[START OF GIVEN TEXT]

Encore Computer Corporation Business Information, Profile, and History
Fort Lauderdale, Florida 33313
History of Encore Computer Corporation
Encore Computer Corporation is one of the leading American manufacturers of open, scalable computer and storage systems for data centers and mission-critical applications. The company's highly innovative Memory Channel technology, coupled with its sophisticated Infinity 90 Series commercial parallel processing systems for mainframe computers, place it at the forefront of the ever-changing computer systems industry. Yet from the very beginning of its existence, Encore has struggled with financial problems, and its survival as an independent company is not yet assured.
Encore Computer Corporation began its life under the most auspicious of circumstances. Kenneth G. Fisher, who had built the Prime Computer Company from a fledgling $7 million operation into a $350 million giant in just six short years, combined with C. Gordon Bell and Henry Burkhardt III to form Encore in 1983. Bell had previously worked as an engineering vice-president at Digital Equipment Corporation, and Burkhardt had co-founded Data General Corporation. These three luminaries from the computer industry joined together to raise nearly $50 million to fund the startup of the new company. The trio intended to develop and market an extremely broad range of products, including desktop computers and large mainframes. With the market for computers worth over $31 billion at the time, Fisher and his colleagues felt certain they could secure a healthy portion of it for Encore.

[END OF GIVEN TEXT]
[START OF ITEMS]

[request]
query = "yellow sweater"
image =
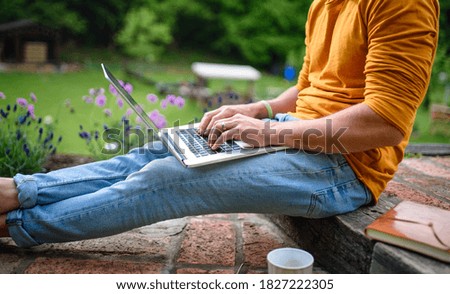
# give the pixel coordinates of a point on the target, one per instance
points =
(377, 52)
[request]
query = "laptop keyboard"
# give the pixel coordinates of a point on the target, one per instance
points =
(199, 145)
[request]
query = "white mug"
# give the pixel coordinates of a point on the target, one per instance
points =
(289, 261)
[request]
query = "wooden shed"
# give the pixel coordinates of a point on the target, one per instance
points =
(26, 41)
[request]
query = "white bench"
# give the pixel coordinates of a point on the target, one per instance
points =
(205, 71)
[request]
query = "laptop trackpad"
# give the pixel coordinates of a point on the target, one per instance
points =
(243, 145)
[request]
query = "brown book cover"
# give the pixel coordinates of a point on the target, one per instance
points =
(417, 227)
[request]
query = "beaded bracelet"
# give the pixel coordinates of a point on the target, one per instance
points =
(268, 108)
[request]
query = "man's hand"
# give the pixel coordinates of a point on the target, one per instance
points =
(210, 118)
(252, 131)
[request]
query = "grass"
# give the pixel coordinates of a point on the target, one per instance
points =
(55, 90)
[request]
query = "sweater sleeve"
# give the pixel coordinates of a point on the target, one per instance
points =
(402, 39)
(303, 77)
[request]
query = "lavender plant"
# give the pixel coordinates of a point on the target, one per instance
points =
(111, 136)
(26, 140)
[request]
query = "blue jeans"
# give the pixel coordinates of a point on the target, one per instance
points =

[END OF ITEMS]

» THINGS TO DO
#1 List every dollar amount that appears in the Encore company history.
#2 Please duplicate the passage of the Encore company history that opens with the words containing "Encore Computer Corporation began" and closes with "it for Encore.".

» FULL SOLUTIONS
#1
$7 million
$350 million
nearly $50 million
over $31 billion

#2
Encore Computer Corporation began its life under the most auspicious of circumstances. Kenneth G. Fisher, who had built the Prime Computer Company from a fledgling $7 million operation into a $350 million giant in just six short years, combined with C. Gordon Bell and Henry Burkhardt III to form Encore in 1983. Bell had previously worked as an engineering vice-president at Digital Equipment Corporation, and Burkhardt had co-founded Data General Corporation. These three luminaries from the computer industry joined together to raise nearly $50 million to fund the startup of the new company. The trio intended to develop and market an extremely broad range of products, including desktop computers and large mainframes. With the market for computers worth over $31 billion at the time, Fisher and his colleagues felt certain they could secure a healthy portion of it for Encore.